Nothing but the lines from the one containing "Reviewer note: every instance of the leafy" to the end of the data should be returned, exactly as written; pictures are omitted.

>> start Dataset excerpts

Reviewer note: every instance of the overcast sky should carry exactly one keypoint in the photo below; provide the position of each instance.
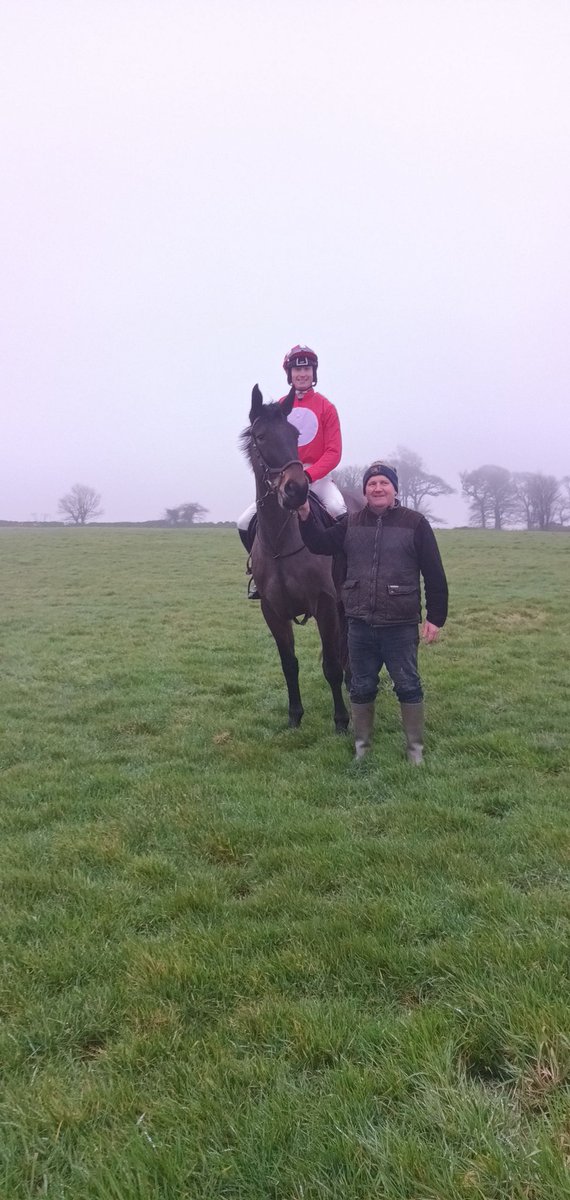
(191, 187)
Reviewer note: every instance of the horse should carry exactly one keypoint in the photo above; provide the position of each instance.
(291, 580)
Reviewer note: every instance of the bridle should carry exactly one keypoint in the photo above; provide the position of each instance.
(271, 480)
(271, 475)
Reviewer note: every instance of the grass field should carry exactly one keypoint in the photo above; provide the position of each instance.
(237, 965)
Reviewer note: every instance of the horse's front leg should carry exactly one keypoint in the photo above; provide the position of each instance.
(333, 665)
(282, 631)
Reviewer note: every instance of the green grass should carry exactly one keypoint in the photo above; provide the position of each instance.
(235, 965)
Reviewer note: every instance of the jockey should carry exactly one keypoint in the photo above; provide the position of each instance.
(319, 439)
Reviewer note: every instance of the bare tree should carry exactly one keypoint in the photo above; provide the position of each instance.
(415, 483)
(82, 504)
(563, 505)
(349, 478)
(185, 514)
(538, 498)
(492, 496)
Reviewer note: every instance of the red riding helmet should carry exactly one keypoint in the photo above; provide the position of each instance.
(300, 357)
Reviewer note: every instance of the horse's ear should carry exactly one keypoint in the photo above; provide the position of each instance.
(256, 405)
(288, 402)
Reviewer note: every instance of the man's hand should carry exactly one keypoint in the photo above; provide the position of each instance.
(430, 633)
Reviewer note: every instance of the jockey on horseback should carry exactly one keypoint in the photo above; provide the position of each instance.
(319, 441)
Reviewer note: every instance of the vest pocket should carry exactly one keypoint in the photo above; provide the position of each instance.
(351, 594)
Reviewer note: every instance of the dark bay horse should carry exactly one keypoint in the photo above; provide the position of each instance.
(291, 580)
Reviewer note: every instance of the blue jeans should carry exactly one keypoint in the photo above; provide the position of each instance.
(371, 647)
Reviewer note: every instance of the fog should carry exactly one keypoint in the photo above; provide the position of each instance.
(190, 189)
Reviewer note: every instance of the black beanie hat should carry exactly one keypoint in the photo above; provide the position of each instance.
(381, 468)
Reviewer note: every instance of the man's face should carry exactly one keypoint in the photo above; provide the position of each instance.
(379, 493)
(301, 378)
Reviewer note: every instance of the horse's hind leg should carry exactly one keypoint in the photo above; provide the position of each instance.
(333, 666)
(282, 631)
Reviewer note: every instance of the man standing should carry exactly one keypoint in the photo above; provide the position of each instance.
(387, 549)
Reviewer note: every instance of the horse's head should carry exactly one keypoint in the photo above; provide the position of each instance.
(271, 445)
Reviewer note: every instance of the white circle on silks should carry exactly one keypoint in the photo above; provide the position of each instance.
(304, 420)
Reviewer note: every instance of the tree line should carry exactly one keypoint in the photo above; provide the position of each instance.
(496, 497)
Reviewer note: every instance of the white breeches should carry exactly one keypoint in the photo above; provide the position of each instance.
(324, 489)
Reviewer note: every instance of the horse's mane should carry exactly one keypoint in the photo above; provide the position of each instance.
(271, 412)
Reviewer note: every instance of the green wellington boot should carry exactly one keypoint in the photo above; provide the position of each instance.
(363, 725)
(413, 727)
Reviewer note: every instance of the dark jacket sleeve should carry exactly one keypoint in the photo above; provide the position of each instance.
(431, 567)
(321, 540)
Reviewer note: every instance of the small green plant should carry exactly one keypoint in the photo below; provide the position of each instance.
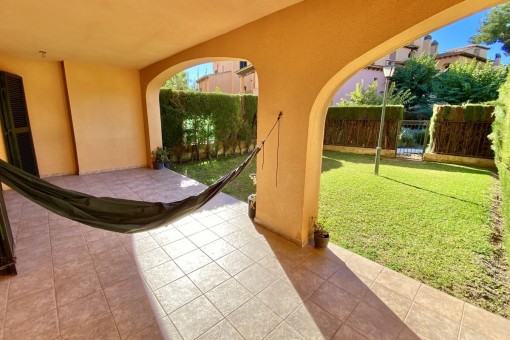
(253, 197)
(160, 155)
(318, 228)
(406, 139)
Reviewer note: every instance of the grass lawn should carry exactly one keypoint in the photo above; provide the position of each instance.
(429, 221)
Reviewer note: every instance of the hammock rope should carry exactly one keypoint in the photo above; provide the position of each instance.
(114, 214)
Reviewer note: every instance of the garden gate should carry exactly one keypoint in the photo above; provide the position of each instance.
(412, 138)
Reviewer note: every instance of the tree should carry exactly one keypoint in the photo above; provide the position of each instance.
(370, 95)
(495, 27)
(416, 77)
(471, 82)
(179, 82)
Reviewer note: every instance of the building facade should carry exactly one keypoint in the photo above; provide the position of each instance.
(238, 77)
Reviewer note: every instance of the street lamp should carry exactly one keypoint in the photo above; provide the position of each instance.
(388, 70)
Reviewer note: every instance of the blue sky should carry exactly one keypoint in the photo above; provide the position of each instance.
(458, 34)
(449, 37)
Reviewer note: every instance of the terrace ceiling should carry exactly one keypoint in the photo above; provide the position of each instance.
(126, 33)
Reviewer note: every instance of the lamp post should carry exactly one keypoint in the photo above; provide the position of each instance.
(388, 70)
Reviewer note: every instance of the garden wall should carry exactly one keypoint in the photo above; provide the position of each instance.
(501, 144)
(358, 126)
(462, 131)
(197, 124)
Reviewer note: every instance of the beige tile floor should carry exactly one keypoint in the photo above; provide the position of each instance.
(212, 275)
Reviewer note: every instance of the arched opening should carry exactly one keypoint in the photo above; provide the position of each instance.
(394, 207)
(210, 115)
(231, 81)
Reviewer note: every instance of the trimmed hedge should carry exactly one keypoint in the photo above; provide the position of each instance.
(358, 126)
(461, 130)
(210, 122)
(365, 112)
(465, 113)
(501, 144)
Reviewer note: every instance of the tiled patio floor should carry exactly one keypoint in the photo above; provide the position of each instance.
(213, 275)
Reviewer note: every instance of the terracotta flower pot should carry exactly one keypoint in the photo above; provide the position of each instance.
(321, 241)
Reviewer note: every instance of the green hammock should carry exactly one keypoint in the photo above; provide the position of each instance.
(114, 214)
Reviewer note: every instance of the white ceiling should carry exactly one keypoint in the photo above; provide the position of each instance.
(127, 33)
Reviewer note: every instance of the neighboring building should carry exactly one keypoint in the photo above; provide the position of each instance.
(374, 72)
(425, 46)
(230, 77)
(241, 77)
(466, 53)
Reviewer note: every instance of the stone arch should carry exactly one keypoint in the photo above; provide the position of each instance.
(150, 95)
(319, 108)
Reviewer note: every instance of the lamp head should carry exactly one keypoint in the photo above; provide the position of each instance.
(389, 69)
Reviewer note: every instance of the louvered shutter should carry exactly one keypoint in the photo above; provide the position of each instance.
(16, 125)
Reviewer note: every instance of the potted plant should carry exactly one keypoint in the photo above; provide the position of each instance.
(167, 162)
(320, 235)
(159, 156)
(252, 199)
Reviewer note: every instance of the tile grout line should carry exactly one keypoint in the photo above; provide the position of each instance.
(100, 283)
(53, 276)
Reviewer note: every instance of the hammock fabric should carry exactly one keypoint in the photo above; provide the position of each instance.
(114, 214)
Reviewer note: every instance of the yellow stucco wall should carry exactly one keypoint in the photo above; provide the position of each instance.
(302, 56)
(107, 116)
(49, 117)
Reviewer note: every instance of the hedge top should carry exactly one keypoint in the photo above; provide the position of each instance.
(365, 112)
(465, 113)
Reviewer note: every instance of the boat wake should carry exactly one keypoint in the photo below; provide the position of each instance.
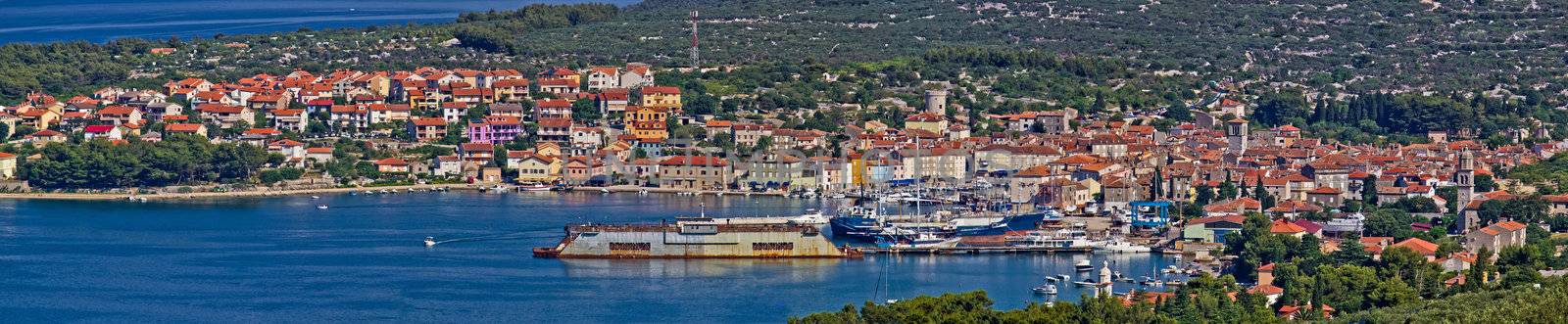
(499, 237)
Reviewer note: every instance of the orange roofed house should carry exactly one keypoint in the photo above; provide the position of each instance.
(694, 172)
(1494, 237)
(662, 96)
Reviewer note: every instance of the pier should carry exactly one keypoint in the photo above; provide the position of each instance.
(977, 250)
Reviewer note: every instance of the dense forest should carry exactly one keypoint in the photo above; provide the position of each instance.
(1517, 304)
(1399, 287)
(1361, 46)
(176, 160)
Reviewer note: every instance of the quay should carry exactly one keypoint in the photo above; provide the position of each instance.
(977, 250)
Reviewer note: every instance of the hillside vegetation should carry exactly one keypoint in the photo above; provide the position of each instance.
(1361, 46)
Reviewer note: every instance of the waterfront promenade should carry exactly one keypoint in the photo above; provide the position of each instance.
(267, 193)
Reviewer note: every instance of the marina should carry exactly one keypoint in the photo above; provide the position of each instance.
(372, 250)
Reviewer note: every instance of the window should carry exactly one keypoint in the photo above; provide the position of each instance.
(773, 246)
(631, 246)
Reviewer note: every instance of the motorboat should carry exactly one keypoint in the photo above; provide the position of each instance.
(1065, 238)
(1047, 289)
(1084, 265)
(919, 242)
(811, 219)
(533, 187)
(1118, 246)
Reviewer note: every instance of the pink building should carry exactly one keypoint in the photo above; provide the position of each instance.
(494, 128)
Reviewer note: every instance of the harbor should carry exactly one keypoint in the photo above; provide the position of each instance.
(370, 246)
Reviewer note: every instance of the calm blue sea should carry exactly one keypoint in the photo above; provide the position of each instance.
(282, 260)
(44, 21)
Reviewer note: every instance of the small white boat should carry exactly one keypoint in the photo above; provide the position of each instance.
(1047, 289)
(809, 219)
(1118, 246)
(919, 242)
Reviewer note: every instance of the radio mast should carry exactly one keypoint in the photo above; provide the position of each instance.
(694, 42)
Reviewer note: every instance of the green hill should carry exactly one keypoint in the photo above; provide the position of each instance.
(1379, 44)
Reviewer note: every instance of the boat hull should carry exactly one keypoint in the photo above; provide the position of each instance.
(668, 242)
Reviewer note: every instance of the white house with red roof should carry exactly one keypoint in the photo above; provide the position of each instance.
(290, 119)
(102, 132)
(392, 166)
(7, 166)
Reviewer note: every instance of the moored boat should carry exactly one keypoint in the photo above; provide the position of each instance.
(695, 238)
(1084, 265)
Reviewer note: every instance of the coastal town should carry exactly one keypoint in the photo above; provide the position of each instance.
(1184, 188)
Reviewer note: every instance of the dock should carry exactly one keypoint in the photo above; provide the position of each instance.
(977, 250)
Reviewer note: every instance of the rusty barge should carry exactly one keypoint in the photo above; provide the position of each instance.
(695, 238)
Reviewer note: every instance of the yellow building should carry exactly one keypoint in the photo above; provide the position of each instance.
(533, 167)
(666, 97)
(648, 122)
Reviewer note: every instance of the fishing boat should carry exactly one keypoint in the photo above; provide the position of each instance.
(811, 219)
(1065, 238)
(1120, 246)
(1004, 224)
(919, 242)
(1047, 289)
(533, 187)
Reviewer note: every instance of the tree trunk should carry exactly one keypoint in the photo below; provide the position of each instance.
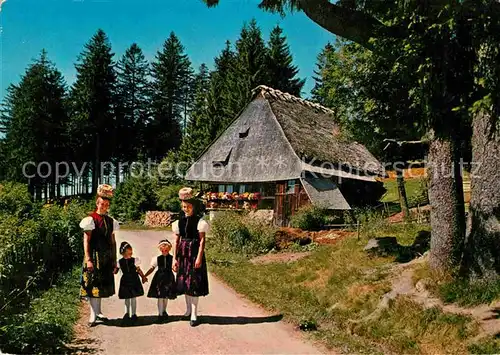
(96, 169)
(117, 172)
(447, 204)
(482, 251)
(403, 201)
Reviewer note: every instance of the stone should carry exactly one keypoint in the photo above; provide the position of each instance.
(382, 245)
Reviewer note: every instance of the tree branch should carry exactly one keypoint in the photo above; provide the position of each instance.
(353, 25)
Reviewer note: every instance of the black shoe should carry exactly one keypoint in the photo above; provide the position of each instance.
(186, 317)
(102, 318)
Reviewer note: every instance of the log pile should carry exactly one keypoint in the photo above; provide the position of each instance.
(156, 219)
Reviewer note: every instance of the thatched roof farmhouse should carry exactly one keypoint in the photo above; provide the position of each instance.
(291, 151)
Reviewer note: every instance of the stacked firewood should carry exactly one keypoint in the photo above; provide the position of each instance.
(158, 219)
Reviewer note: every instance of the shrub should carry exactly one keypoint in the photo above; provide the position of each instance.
(15, 199)
(134, 197)
(48, 324)
(168, 198)
(309, 217)
(234, 232)
(33, 252)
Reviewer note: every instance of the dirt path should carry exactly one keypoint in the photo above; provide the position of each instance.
(229, 323)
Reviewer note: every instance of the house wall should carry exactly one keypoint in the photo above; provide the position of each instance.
(288, 200)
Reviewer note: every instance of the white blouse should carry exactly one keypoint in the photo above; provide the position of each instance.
(137, 262)
(203, 226)
(87, 224)
(154, 262)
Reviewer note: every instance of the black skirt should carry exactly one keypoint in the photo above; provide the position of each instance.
(130, 282)
(191, 281)
(163, 285)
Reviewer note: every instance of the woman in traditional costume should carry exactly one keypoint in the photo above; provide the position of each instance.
(189, 253)
(99, 265)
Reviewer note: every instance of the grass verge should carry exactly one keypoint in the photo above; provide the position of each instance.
(416, 192)
(48, 323)
(338, 288)
(141, 226)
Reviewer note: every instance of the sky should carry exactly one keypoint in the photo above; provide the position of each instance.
(62, 27)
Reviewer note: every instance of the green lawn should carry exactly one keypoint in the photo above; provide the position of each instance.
(415, 192)
(338, 287)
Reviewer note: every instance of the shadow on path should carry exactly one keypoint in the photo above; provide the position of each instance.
(216, 320)
(224, 320)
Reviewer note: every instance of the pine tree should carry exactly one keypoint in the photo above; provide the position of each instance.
(249, 69)
(219, 92)
(282, 73)
(198, 135)
(320, 91)
(93, 103)
(133, 92)
(34, 119)
(171, 79)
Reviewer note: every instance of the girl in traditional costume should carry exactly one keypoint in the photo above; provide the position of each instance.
(130, 284)
(163, 284)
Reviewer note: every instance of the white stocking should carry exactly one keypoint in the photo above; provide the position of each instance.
(93, 309)
(133, 304)
(194, 303)
(160, 306)
(127, 306)
(188, 306)
(99, 310)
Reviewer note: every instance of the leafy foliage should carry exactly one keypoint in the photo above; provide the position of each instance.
(234, 232)
(134, 197)
(168, 198)
(309, 217)
(48, 323)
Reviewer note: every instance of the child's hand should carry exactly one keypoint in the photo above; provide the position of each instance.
(197, 263)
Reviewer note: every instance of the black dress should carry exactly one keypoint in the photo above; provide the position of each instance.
(130, 283)
(163, 284)
(101, 281)
(190, 281)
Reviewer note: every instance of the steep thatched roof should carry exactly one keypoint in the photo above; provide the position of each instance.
(277, 137)
(325, 193)
(313, 133)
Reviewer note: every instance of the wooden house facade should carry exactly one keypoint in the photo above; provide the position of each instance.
(291, 152)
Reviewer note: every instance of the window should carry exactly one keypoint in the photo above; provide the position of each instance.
(222, 158)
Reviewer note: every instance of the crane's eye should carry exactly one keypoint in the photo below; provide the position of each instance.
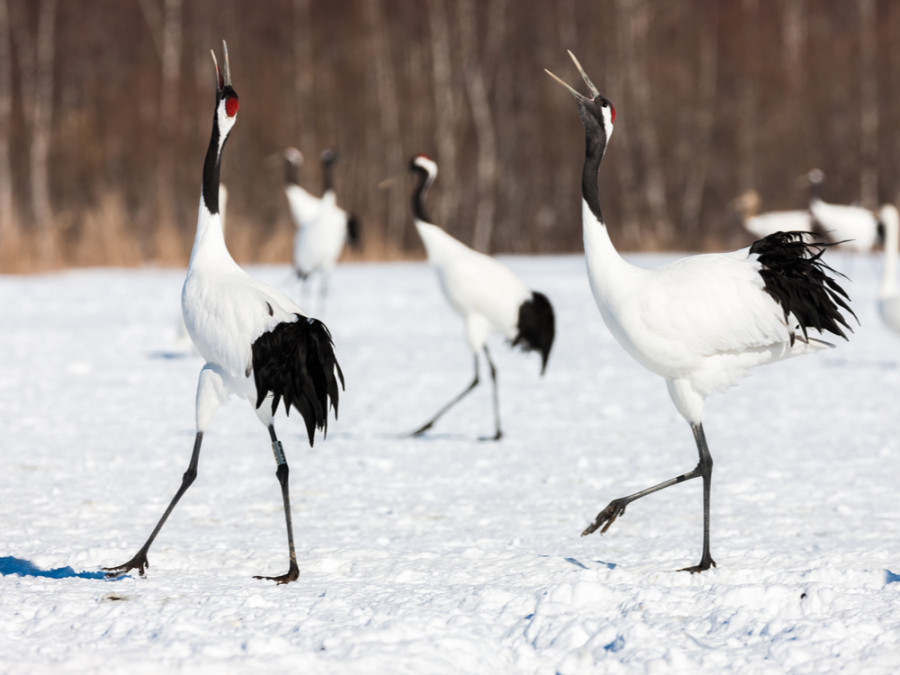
(231, 105)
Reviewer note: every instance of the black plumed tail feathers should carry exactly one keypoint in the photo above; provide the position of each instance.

>> end Dataset excerpts

■ Written answer
Reviewer note: every instance of the leafy foliage should carry exactly one keypoint in the photo above; provide the position of each instance.
(234, 232)
(134, 197)
(168, 198)
(309, 217)
(48, 323)
Reviewer note: every instance of the child's hand should carry exactly one keypoint in the photo above; provide the position of each instance.
(197, 263)
Reviewer note: every instance of the black dress should carry exactly one keypoint in the photo above; provide the position of each instance.
(130, 283)
(163, 284)
(101, 281)
(190, 281)
Reviewer note: every instance of the steep thatched roof should carry exactly one keypoint in the photo above; provide the position of each instance.
(277, 137)
(325, 193)
(313, 133)
Reviewer note: every instance of the wooden house facade should carry exactly one keypoint in the photo above; provide the position of each instance.
(291, 152)
Reviewer note: every instance of the window should carry exactly one keypoint in the photo above; provide the position of each instance.
(222, 158)
Reviewer note: every instance of the crane's eye should carry exactly one keypoint in the photo below; provide the position of each instance.
(231, 105)
Reviewer note: every instance of the black plumed tail feathers should carry exactly one keypoint in the photo above; provide the position of each instance.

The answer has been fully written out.